◆ **EXERCISE AIM**
Quote, without change, all of the lines that follow.

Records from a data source
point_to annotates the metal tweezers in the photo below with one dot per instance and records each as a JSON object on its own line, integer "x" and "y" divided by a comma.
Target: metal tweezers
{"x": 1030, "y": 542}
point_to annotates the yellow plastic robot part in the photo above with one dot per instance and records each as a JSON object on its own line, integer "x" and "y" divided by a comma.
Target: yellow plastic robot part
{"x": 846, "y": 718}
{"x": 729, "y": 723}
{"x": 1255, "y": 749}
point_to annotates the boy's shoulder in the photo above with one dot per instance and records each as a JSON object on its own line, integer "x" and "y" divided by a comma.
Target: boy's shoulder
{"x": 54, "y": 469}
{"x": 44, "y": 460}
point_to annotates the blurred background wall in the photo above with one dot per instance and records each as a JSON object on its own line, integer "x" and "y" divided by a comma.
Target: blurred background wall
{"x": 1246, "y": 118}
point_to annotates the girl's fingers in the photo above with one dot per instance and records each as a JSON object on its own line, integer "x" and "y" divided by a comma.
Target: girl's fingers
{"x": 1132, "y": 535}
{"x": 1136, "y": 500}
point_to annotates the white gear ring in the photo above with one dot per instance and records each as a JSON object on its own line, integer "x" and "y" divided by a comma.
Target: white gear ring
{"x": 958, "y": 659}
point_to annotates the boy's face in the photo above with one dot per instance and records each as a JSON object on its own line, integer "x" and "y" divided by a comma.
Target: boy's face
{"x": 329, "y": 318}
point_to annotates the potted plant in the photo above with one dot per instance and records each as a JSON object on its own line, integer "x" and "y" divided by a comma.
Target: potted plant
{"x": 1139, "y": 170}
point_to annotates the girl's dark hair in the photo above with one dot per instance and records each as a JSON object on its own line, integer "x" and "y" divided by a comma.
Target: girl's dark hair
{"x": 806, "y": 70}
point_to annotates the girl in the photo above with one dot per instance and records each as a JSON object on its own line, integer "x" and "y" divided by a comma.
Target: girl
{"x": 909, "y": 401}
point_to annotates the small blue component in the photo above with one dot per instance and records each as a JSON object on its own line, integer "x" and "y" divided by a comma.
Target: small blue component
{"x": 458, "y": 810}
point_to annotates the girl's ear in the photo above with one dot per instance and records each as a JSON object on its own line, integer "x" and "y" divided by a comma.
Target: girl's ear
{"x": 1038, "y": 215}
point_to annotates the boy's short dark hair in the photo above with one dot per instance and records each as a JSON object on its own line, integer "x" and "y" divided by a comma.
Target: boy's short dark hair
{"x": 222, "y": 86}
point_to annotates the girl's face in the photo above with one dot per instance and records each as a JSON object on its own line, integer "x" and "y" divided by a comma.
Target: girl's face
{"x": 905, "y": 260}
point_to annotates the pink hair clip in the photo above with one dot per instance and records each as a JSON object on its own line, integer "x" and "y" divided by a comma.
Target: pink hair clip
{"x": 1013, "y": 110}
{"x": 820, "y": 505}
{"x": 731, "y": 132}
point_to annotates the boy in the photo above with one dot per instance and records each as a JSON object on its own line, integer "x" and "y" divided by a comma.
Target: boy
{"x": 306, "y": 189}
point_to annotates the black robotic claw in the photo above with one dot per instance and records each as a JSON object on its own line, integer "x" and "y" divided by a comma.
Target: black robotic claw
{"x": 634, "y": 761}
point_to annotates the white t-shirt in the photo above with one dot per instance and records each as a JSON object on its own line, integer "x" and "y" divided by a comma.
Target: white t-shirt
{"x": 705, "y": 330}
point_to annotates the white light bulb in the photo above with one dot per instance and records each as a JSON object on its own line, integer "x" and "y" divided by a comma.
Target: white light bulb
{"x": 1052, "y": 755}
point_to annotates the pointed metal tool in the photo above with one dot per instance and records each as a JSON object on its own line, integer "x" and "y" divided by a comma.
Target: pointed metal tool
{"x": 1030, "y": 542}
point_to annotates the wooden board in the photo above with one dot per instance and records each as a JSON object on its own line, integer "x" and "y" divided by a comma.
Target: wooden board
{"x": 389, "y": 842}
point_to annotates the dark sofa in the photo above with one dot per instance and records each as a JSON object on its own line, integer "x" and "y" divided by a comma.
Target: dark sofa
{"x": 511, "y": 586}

◆ **WORKED SOLUTION**
point_to annotates the metal tweezers in the photo below with one dot per instance and records each as a JSON object on its own line, integer "x" and "y" divided by a comma.
Target: metal tweezers
{"x": 1030, "y": 542}
point_to annotates the yellow plastic robot part in the photo above with one dot per instance and records each as a JSON object on its own line, integer "x" and "y" divided by a comma.
Target: yellow plastic robot part
{"x": 846, "y": 718}
{"x": 729, "y": 723}
{"x": 1255, "y": 749}
point_to annotates the boy's shoulder in the photo above with one dot per instance and records each as a JSON object on its own line, integer "x" and "y" divided by a comma.
Target: boy's shoulder
{"x": 54, "y": 469}
{"x": 44, "y": 460}
point_to annotates the blurred background wall in the photo above with one dot per instance and records each as a JSON object on its own line, integer "x" and "y" divided by a comma.
Target: blurred background wall
{"x": 1246, "y": 118}
point_to annotates the girl's fingers in the photo above with one dot per instance and records each as a JSON object on its own line, integer "x" and "y" divided by a comma.
Target: girl's fingers
{"x": 1132, "y": 535}
{"x": 1136, "y": 500}
point_to annotates the white gear ring in the photo above with one dot per instance and records each as a JSON object on its own line, integer "x" and "y" divided by a comma.
Target: white gear ring
{"x": 958, "y": 659}
point_to annotates the boy's face in the photo above with one dot per instance and records each as a JSON object on its own line, integer "x" and "y" divided by a comma.
Target: boy's face
{"x": 329, "y": 318}
point_to annotates the potted plant in the photo above with one dot per instance and records each as a JSON object on its own line, integer "x" and "y" divided by a comma.
Target: potted plant
{"x": 1139, "y": 170}
point_to annotates the girl's dark hair in the photo above with one dot per instance and records each as a JSON object on its own line, integer "x" and "y" divided by a comma.
Target: girl's dark hair
{"x": 806, "y": 70}
point_to annotates the girl in the photo above with one dot per instance and records each as a JSON object on its own line, integer "x" and "y" divided by a comma.
Target: girl
{"x": 909, "y": 401}
point_to annotates the small blue component in the photo above with one dot per instance and records each as a JSON object on its own line, integer "x" and "y" divided by a comma.
Target: small blue component
{"x": 458, "y": 810}
point_to annotates the girl's ear in the photo above with one dot per instance and records each as a JSON object on its own line, integer "x" and "y" divided by a comma.
Target: girl's ear
{"x": 1038, "y": 215}
point_to annotates the boy's short dark hair in the photo above with one dot per instance and records each as a JSON object on its own line, integer "x" and "y" divided by a comma.
Target: boy's short dark hair
{"x": 222, "y": 86}
point_to annotates the girl's face in the photo above with one dot per instance and records each as a JSON object on its own line, integer "x" and "y" divided by a comma.
Target: girl's face
{"x": 905, "y": 260}
point_to annotates the pink hair clip in the photo above with one dot per instance and records each as a JSON object on its own line, integer "x" and "y" divided by a comma.
Target: pink hair clip
{"x": 1013, "y": 110}
{"x": 820, "y": 505}
{"x": 731, "y": 132}
point_to annotates the boy in the photo above with one dot per instance and records each as a JSON object on its own line, integer "x" and "y" divided by a comma.
Target: boy
{"x": 306, "y": 189}
point_to annotates the black robotic claw in the photo above with one dot per instance and records each as a JSON object on its own line, integer "x" and "y" divided by a comma.
Target: black robotic claw
{"x": 634, "y": 761}
point_to annotates the white t-shirt in the photo above with one dot per instance and records each as a JSON object on its own line, integer "x" and "y" divided by a comma.
Target: white t-shirt
{"x": 705, "y": 330}
point_to annotates the white light bulb in the photo above with one dot per instance and records each as a JSON object on its own line, integer "x" and "y" divided by a comma.
Target: white light bulb
{"x": 1052, "y": 755}
point_to annotates the pointed metal tool in the photo above with one dot per instance and records each as a JSON object on its own line, integer "x" and "y" divided by a comma.
Target: pointed metal tool
{"x": 1030, "y": 542}
point_to annotates the wooden board in the photo above with one dot per instance and records each as a JSON object on its own line, integer "x" and "y" divided by a comma.
Target: wooden board
{"x": 389, "y": 842}
point_to annotates the dark sofa in the photo above with one dot per instance and records each as a JSON object on its own line, integer "x" and "y" divided by a comma.
Target: dark sofa
{"x": 511, "y": 586}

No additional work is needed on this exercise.